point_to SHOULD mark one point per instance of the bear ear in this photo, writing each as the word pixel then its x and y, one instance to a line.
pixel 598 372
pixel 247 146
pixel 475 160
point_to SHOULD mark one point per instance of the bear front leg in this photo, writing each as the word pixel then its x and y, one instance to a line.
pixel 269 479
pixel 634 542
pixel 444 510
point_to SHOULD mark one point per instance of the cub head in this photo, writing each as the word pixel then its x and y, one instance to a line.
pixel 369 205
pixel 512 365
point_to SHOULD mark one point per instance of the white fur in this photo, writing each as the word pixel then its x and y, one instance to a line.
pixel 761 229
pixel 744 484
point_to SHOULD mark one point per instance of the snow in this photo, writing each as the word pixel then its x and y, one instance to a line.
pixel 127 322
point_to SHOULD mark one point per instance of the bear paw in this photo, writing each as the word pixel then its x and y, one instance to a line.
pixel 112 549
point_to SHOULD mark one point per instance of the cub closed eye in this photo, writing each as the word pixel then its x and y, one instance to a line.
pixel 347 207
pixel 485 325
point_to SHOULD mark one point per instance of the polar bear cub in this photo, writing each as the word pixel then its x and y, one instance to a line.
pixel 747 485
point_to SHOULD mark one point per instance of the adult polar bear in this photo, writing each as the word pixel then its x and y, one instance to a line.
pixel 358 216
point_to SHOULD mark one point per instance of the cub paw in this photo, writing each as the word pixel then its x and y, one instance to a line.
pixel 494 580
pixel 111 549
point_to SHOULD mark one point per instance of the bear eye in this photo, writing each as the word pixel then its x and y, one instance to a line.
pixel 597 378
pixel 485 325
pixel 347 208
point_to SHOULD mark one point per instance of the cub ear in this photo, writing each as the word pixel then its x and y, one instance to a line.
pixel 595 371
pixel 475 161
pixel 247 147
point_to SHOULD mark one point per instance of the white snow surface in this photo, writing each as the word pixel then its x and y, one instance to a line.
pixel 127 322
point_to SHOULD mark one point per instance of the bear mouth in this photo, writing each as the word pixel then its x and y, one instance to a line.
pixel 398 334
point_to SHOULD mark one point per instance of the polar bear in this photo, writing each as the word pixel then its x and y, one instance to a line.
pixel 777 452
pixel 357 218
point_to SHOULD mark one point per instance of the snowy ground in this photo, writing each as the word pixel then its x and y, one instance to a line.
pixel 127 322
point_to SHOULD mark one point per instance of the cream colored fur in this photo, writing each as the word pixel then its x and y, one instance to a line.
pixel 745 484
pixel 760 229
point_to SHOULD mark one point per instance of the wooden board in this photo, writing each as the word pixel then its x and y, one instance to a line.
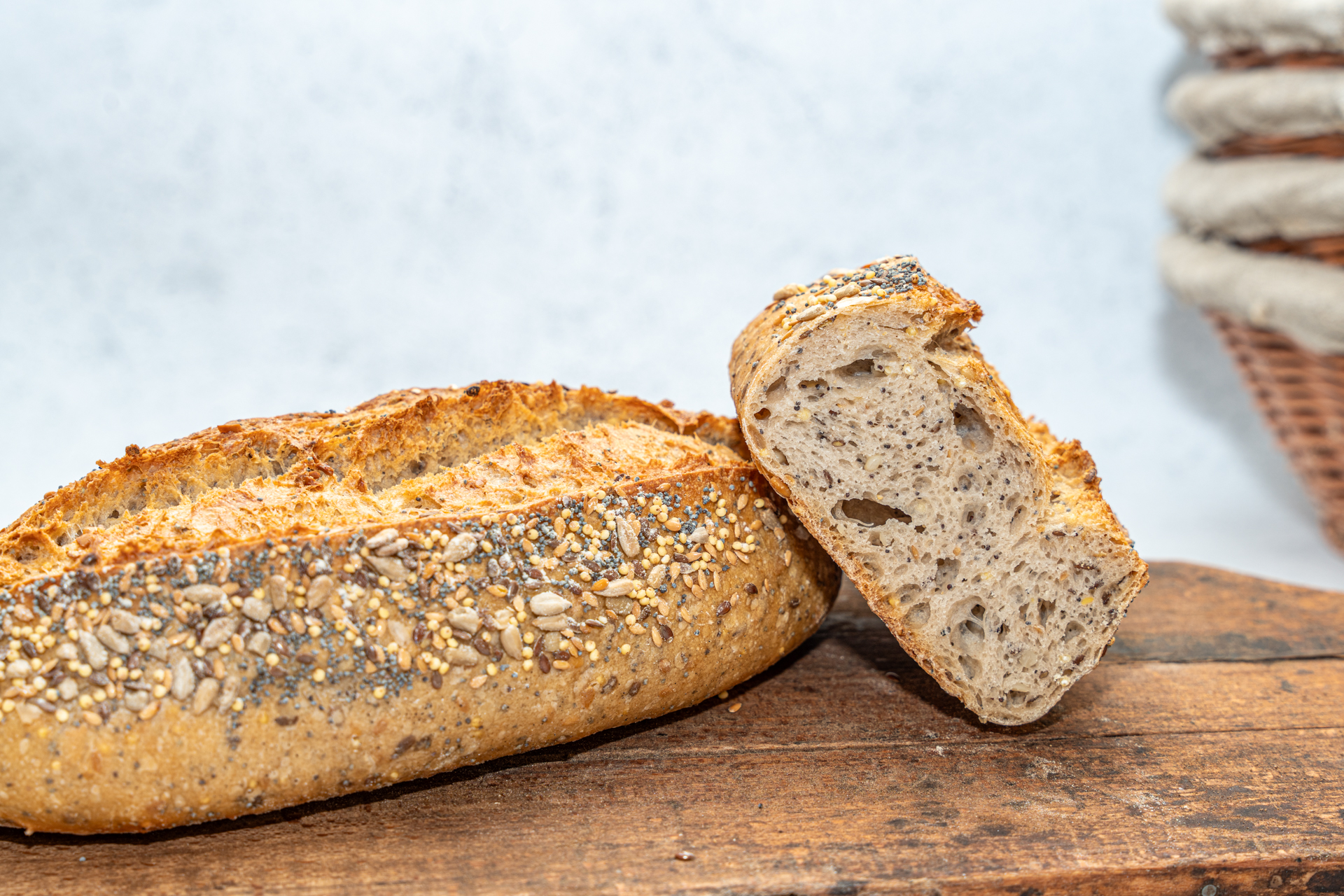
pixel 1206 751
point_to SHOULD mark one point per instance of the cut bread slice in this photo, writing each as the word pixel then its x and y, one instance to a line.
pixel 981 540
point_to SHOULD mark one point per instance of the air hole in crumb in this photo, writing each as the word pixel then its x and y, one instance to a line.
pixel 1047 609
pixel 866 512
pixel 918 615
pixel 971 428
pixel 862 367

|---|

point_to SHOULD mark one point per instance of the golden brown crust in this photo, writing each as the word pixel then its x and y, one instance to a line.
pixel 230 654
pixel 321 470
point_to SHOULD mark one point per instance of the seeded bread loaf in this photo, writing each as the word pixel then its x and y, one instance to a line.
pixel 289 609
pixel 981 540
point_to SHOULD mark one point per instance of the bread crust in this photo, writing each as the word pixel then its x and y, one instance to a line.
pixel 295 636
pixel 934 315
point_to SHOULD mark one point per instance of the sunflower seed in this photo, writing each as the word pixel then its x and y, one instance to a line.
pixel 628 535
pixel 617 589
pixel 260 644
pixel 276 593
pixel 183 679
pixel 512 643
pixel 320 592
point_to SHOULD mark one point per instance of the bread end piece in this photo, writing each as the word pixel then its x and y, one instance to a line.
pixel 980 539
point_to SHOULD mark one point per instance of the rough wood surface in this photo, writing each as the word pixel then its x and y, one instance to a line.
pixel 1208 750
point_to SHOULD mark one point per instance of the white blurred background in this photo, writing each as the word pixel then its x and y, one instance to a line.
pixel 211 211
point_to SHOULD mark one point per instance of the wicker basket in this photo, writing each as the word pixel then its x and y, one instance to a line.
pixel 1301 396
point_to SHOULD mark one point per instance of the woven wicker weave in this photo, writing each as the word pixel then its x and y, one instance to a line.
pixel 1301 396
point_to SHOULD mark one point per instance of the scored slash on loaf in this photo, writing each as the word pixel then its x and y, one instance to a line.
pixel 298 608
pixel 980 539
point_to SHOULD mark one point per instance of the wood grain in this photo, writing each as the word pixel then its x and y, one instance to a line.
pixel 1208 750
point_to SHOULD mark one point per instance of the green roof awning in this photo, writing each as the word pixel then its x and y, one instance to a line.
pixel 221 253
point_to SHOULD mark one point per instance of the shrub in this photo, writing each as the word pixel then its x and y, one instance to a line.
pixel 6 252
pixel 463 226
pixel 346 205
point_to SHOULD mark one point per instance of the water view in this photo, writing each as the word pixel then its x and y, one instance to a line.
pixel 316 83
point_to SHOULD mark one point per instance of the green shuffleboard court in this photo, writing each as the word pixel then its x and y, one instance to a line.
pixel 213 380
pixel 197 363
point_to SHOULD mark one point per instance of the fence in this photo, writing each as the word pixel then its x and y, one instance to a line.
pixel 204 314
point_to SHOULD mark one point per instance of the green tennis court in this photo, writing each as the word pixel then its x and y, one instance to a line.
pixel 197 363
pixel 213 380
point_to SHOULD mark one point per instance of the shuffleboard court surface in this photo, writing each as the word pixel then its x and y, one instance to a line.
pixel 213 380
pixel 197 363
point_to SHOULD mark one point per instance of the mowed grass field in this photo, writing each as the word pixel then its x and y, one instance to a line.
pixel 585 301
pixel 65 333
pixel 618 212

|---|

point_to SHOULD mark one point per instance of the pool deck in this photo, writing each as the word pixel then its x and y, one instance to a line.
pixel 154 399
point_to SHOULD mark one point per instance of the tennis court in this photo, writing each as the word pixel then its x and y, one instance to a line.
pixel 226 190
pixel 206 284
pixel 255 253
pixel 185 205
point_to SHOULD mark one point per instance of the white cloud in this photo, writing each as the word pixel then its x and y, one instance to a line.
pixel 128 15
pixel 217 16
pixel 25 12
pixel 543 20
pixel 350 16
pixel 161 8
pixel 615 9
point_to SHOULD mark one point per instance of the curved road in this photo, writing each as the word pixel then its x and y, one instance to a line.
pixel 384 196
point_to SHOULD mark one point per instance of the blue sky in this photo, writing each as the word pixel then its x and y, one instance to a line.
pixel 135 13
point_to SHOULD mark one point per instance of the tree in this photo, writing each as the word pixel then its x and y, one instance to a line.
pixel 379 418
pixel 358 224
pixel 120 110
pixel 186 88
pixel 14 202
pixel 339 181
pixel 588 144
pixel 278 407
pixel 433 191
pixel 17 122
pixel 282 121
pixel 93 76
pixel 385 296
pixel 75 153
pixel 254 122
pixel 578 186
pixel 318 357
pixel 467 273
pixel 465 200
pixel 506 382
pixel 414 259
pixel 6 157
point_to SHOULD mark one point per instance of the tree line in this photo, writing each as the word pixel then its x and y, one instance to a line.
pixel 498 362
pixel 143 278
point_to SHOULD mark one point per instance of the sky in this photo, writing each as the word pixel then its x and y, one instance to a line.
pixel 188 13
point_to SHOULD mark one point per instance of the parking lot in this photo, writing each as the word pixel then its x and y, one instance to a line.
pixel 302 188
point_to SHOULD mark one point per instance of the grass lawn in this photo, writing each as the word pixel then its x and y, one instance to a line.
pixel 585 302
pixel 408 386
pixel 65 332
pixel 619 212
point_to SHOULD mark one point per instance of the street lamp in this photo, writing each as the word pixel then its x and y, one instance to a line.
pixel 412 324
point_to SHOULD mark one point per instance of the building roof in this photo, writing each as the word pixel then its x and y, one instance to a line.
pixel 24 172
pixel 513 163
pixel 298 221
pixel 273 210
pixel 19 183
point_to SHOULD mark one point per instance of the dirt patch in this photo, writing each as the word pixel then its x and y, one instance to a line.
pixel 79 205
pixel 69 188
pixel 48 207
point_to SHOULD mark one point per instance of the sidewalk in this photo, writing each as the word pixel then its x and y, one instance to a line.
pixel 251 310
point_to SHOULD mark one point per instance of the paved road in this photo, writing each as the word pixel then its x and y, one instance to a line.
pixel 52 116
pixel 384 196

|---|

◆ THE TASK
Which lines in the records contain the word "road"? Show each of them in full.

◆ TASK RESPONSE
point_to SHOULD mark one point per instance of the curved road in this photo, writing each as the word pixel then its x and y, one instance to a line.
point_to SHOULD mark one point per instance of the paved road in this photo, writing each as the word pixel then its x and y, one instance to a line.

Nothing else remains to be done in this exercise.